Below are the entries; give again exactly the lines from the one mentioning "positive clicks: (478, 411)" through the one mentioning "box: [203, 66, 296, 140]", inclusive.

RECORD EXTRACTS

-*-

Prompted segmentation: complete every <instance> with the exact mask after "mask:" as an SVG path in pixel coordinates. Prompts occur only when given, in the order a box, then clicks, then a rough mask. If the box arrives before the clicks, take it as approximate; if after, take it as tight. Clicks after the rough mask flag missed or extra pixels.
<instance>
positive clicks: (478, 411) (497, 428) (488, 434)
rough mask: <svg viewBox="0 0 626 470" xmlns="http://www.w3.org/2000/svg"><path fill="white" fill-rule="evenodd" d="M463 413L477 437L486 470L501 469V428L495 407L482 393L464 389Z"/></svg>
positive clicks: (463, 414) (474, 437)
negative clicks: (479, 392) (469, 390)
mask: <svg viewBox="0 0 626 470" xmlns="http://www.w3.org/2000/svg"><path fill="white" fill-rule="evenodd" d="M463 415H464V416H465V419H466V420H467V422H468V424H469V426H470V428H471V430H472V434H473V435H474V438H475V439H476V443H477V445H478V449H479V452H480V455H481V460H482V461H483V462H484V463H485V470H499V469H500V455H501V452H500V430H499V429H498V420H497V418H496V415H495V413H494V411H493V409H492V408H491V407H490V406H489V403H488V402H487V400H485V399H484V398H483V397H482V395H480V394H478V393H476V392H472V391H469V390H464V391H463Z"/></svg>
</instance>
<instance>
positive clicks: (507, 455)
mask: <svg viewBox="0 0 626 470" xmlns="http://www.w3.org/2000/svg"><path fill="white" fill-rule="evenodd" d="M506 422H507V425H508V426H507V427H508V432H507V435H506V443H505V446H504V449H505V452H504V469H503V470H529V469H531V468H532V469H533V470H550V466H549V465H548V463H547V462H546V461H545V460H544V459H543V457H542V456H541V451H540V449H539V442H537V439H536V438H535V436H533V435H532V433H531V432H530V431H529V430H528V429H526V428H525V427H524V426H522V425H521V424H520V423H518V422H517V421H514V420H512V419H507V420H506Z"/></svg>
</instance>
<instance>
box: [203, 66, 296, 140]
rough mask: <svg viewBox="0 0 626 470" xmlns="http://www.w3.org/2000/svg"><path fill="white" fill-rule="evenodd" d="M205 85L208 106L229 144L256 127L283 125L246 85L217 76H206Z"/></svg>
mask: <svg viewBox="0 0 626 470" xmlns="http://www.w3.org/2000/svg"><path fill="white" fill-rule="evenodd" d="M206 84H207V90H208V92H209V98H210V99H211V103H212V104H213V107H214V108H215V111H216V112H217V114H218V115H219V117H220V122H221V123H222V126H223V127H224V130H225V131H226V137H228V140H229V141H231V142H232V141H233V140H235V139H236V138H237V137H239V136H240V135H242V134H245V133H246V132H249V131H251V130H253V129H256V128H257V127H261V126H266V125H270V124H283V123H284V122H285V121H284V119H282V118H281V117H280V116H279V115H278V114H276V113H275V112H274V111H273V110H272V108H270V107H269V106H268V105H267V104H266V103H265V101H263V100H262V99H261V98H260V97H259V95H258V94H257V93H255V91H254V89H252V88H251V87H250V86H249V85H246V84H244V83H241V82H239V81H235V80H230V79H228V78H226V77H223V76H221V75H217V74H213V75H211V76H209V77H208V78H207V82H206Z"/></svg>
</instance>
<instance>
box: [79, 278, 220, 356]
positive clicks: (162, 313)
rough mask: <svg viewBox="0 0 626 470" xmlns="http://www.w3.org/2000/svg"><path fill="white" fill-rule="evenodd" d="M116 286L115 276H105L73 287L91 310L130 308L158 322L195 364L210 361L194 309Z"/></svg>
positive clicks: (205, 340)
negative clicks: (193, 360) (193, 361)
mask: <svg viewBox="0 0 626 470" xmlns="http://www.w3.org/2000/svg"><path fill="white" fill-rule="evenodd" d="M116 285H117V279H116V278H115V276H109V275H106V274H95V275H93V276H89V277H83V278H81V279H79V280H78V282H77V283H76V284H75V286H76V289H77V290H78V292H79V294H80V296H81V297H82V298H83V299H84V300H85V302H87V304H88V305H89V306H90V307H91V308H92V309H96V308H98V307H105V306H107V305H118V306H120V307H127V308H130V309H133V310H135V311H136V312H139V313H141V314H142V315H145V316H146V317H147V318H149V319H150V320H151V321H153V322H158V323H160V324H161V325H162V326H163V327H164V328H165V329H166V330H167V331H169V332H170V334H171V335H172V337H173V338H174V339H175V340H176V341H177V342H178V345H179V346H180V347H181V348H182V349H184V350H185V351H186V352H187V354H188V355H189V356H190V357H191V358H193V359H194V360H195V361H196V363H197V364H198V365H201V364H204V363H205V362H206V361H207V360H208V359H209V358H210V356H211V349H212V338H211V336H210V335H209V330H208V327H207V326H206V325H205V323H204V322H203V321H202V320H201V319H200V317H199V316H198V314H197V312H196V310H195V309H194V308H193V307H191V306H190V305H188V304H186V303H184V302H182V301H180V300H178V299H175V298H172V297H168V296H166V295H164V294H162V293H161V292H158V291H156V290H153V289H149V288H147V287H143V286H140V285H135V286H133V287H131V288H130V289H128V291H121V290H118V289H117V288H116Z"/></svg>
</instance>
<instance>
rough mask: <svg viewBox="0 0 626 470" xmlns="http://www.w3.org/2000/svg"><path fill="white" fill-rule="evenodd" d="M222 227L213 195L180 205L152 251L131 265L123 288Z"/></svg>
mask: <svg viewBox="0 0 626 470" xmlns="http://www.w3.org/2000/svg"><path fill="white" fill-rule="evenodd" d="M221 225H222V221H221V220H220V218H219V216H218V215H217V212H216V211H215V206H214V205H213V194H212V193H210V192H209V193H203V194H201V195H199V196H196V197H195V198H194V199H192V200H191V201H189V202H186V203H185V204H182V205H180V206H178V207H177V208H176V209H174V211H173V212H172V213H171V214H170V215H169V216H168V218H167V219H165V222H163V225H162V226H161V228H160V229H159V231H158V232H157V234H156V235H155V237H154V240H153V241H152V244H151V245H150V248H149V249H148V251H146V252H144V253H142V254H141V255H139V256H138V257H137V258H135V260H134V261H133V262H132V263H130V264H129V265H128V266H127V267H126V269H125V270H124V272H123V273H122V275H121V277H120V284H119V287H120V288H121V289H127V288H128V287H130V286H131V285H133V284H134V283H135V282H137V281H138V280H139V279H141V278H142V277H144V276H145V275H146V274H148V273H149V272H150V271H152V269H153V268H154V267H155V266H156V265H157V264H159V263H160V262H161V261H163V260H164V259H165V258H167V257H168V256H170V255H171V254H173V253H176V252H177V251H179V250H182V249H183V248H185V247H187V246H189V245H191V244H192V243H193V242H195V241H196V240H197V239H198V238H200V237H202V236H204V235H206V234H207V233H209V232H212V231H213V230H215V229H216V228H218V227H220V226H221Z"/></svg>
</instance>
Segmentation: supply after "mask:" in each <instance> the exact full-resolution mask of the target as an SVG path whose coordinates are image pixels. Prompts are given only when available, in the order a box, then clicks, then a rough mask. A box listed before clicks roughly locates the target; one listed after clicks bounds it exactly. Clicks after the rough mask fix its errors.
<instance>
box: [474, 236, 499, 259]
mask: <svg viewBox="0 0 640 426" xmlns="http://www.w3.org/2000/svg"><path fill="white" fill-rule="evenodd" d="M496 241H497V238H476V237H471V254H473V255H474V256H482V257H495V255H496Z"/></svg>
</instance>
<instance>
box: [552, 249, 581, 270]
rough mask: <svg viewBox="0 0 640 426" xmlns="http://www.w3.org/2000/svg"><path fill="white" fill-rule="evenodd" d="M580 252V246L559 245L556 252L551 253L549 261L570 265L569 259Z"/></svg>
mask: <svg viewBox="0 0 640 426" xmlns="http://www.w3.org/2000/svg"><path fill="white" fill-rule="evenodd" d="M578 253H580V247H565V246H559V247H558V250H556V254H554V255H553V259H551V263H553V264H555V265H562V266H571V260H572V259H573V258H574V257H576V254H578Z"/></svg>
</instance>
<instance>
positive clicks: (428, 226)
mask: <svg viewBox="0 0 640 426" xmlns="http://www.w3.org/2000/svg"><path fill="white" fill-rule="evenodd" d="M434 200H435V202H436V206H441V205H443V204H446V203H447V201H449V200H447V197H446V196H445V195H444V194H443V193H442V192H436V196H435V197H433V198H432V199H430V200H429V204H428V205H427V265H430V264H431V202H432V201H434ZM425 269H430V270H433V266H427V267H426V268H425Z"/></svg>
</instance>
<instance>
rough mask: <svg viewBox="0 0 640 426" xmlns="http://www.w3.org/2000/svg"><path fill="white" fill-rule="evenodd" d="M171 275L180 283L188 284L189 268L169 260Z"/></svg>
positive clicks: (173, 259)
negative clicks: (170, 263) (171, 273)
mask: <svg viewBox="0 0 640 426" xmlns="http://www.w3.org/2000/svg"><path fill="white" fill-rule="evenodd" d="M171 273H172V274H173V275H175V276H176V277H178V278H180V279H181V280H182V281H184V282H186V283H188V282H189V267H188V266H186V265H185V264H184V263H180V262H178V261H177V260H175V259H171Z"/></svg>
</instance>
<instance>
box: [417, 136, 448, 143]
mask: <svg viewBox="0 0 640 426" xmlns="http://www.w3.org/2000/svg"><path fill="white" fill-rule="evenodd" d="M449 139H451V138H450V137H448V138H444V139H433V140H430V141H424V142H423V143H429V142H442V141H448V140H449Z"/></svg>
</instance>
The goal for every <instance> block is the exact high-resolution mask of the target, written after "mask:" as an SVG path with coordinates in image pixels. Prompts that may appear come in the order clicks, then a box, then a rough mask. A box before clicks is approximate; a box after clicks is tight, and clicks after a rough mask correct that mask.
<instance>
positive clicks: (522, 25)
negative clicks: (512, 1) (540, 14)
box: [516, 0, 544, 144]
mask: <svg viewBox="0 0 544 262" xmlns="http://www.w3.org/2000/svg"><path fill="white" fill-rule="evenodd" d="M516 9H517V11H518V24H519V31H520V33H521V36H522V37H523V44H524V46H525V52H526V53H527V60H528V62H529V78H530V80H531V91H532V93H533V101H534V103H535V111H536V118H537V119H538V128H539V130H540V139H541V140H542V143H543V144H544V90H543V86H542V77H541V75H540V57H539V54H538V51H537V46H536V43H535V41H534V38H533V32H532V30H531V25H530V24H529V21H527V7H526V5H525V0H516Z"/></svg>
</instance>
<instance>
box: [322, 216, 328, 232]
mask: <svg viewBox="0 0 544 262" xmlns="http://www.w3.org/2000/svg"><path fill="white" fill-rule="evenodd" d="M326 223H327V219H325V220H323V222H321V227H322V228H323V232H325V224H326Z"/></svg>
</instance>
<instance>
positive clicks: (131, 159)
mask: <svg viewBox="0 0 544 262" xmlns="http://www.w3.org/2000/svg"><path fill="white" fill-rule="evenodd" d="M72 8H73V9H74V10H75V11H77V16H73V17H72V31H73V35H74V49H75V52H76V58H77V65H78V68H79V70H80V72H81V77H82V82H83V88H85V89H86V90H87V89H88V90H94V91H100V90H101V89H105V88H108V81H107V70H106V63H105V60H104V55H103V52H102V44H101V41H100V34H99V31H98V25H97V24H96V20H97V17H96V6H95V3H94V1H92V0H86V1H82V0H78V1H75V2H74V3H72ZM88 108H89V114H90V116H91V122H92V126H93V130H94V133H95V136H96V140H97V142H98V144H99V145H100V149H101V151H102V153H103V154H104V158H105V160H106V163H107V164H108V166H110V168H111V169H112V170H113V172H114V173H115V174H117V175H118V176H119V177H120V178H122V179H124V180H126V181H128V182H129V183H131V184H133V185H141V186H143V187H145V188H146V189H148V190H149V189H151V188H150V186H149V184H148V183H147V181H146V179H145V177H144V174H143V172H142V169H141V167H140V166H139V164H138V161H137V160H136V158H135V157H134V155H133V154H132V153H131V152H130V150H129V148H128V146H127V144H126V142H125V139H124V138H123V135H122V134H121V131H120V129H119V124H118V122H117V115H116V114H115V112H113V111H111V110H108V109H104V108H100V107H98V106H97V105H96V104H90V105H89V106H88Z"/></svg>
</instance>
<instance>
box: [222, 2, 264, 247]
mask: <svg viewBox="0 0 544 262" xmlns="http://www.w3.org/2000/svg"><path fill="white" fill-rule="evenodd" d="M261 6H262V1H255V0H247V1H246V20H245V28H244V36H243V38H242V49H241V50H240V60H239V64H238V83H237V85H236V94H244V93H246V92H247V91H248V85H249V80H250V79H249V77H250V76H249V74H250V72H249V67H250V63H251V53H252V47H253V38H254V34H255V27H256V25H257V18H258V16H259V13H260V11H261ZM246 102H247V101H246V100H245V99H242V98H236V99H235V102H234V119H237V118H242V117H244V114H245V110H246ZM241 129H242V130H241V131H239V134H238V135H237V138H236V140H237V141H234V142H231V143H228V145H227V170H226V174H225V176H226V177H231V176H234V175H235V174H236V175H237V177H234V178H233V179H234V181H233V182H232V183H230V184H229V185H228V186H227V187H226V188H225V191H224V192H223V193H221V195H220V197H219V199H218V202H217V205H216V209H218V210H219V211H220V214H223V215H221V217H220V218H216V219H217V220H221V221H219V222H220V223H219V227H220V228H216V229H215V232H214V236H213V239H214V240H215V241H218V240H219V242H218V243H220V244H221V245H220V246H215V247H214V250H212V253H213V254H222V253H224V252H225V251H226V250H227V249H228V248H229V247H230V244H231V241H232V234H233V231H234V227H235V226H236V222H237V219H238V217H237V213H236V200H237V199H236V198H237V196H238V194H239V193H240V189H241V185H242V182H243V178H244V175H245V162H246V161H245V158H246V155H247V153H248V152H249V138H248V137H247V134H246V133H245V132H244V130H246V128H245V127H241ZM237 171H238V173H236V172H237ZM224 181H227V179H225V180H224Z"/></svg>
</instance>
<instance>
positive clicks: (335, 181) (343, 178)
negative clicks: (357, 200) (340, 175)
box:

-*-

SOLUTION BELOW
positive clicks: (478, 411) (497, 428) (488, 434)
rough mask: <svg viewBox="0 0 626 470" xmlns="http://www.w3.org/2000/svg"><path fill="white" fill-rule="evenodd" d="M463 413L477 437L486 470L501 469V428L495 407L482 393L464 389Z"/></svg>
positive clicks: (463, 414) (474, 437)
negative clicks: (479, 392) (469, 390)
mask: <svg viewBox="0 0 626 470" xmlns="http://www.w3.org/2000/svg"><path fill="white" fill-rule="evenodd" d="M463 415H464V416H465V419H466V420H467V422H468V424H469V426H470V428H471V430H472V434H473V435H474V438H475V439H476V443H477V445H478V449H479V452H480V455H481V460H482V461H483V462H484V463H485V470H499V469H500V455H501V452H500V430H499V429H498V420H497V418H496V415H495V413H494V411H493V409H492V408H491V407H490V406H489V403H488V402H487V400H485V399H484V398H483V397H482V395H480V394H478V393H476V392H472V391H469V390H464V391H463Z"/></svg>
</instance>
<instance>
positive clicks: (507, 455)
mask: <svg viewBox="0 0 626 470" xmlns="http://www.w3.org/2000/svg"><path fill="white" fill-rule="evenodd" d="M506 422H507V425H508V426H507V427H508V432H507V435H506V443H505V446H504V449H505V452H504V469H503V470H529V469H531V468H532V469H533V470H550V466H549V465H548V463H547V462H546V461H545V460H544V459H543V457H542V456H541V451H540V449H539V442H537V439H536V438H535V436H533V435H532V433H531V432H530V431H529V430H528V429H526V428H525V427H524V426H522V425H521V424H520V423H518V422H517V421H514V420H512V419H507V420H506Z"/></svg>
</instance>
<instance>
box: [203, 66, 296, 140]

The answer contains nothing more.